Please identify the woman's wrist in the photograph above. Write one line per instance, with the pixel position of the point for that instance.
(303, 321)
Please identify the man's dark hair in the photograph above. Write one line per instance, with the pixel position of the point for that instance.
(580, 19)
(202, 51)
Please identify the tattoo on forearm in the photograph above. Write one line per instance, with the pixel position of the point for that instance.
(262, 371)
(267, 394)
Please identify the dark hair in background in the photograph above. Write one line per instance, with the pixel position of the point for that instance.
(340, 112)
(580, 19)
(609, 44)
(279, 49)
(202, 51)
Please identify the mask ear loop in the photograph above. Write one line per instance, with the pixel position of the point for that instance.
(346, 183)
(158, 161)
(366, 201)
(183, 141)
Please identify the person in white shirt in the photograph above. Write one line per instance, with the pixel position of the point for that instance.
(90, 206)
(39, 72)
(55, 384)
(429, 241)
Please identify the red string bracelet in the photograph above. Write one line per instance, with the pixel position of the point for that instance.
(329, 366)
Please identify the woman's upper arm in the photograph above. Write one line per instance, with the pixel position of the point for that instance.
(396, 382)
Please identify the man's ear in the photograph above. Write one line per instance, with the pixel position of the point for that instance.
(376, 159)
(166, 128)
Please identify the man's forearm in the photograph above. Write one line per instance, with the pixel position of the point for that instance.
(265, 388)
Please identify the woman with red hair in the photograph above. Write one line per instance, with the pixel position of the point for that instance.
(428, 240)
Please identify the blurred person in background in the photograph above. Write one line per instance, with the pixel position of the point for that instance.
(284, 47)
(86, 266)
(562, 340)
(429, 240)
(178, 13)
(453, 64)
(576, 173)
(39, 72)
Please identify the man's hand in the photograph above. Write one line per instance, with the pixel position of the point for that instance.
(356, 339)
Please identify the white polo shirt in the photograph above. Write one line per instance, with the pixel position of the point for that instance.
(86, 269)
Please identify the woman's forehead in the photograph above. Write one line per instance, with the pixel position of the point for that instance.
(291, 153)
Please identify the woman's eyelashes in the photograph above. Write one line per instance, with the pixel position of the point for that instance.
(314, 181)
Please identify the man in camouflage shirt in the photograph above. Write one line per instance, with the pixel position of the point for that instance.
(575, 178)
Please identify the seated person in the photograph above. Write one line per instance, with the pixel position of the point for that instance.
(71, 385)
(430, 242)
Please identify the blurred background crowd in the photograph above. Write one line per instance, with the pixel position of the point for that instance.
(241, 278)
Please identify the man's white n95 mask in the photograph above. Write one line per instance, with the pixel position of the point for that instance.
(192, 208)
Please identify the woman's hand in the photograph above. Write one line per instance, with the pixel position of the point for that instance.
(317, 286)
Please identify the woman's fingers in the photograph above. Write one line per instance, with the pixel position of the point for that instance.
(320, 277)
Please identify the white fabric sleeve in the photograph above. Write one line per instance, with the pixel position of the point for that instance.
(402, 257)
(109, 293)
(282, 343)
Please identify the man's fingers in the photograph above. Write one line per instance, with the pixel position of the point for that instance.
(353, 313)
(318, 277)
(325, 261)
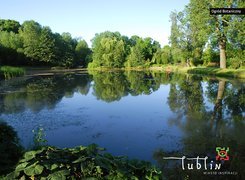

------

## CONSIGNE
Extrayez l'intégralité des lignes du matériel en les reproduisant à l'identique, mais sans y inclure les images.

## RÉPONSE
Please identify the woman's wrist in the photograph above. Write one line per instance, with the pixel position of the point for that instance.
(303, 321)
Please identify the man's dark hair in the photograph above. Write one line per instance, with the pixel position of the point for that instance.
(580, 19)
(202, 51)
Please identify the tattoo on forearm in the photograph above. Write one line per instance, with the pixel position of the point for that instance.
(262, 371)
(267, 394)
Please identify the dark hair in background in the photograph above. Write one line per instance, with the pixel position of the point for that instance.
(340, 112)
(580, 19)
(609, 44)
(279, 49)
(202, 51)
Please identify the mask ear loop in the photograph above. Write one line per instance, with the pixel position of the point for that instance.
(346, 183)
(158, 161)
(366, 201)
(183, 141)
Please identify the person in white shirt in the photograph above. Write one line per instance, with the pixel position of the point for that instance.
(90, 206)
(39, 72)
(55, 384)
(429, 241)
Please identify the red string bracelet in the photograph above. Write one line per instance, with the pixel position of the point for that instance.
(329, 366)
Please identify the woman's upper arm in the photograph above. Write one line per instance, with the pixel position of the point for that instance.
(396, 382)
Please identify the man's ear in the photograph above. Write one line per instance, with the pixel position of the point for that instance.
(376, 159)
(166, 128)
Please identify the man's forearm in the photograph above. Write one line per instance, with the pixel position of the point for that instance.
(265, 388)
Please identify the woman with red hair in the photograph above. Write one line per instance, with the pixel position of the point for that instance.
(428, 240)
Please identify the blurred person in background in the photograph above. Write one line per instance, with the pixel position of the point for that instance.
(284, 47)
(86, 266)
(562, 340)
(429, 240)
(178, 13)
(453, 64)
(576, 173)
(39, 72)
Please identify the man's hand in the photograph above. Write one line per instance, with the pixel position of the point for that instance.
(356, 339)
Please identify the white polo shirt in the photograph above. Write one line per instance, with the pixel position of the point for that instance.
(86, 269)
Please identify the woman's forehead in the photograph above. Write one line per instance, with the pixel position of the point for that instance.
(291, 153)
Please identify the woman's eyelashes in the photograph above. Write one line per instance, with the pixel position of the point for that instance.
(314, 181)
Please identify the man in camouflage shirt in the photograph above. Write one line per instance, with the pixel position of the point for that instance.
(575, 178)
Please identify the seated person in the photograph above. Write one line per instance, with the pixel position of the point for that instance.
(71, 385)
(430, 242)
Please identify the blurred background crowd in the photograph above. Write one line per instance, with the pixel position of the point for that instance.
(241, 278)
Please identify the man's white n95 mask in the photograph above. Write one line per instance, with the pixel position of the point for that instance.
(192, 208)
Please identify the woman's hand in the photograph above. Write one line per instance, with the pixel position of the point for that instance.
(317, 286)
Please identify the woman's fingers in the photograph above. Write one line per instance, with the pixel position of the point for that instance.
(320, 277)
Please identify the white fabric sleeve in the photograph above. Write one line per instance, with the pixel position of the point for that instance.
(402, 257)
(109, 293)
(282, 343)
Please identify the man's fingers in the photograph above. Write one line per instance, with the pixel position of the point for that instance.
(353, 313)
(318, 277)
(325, 261)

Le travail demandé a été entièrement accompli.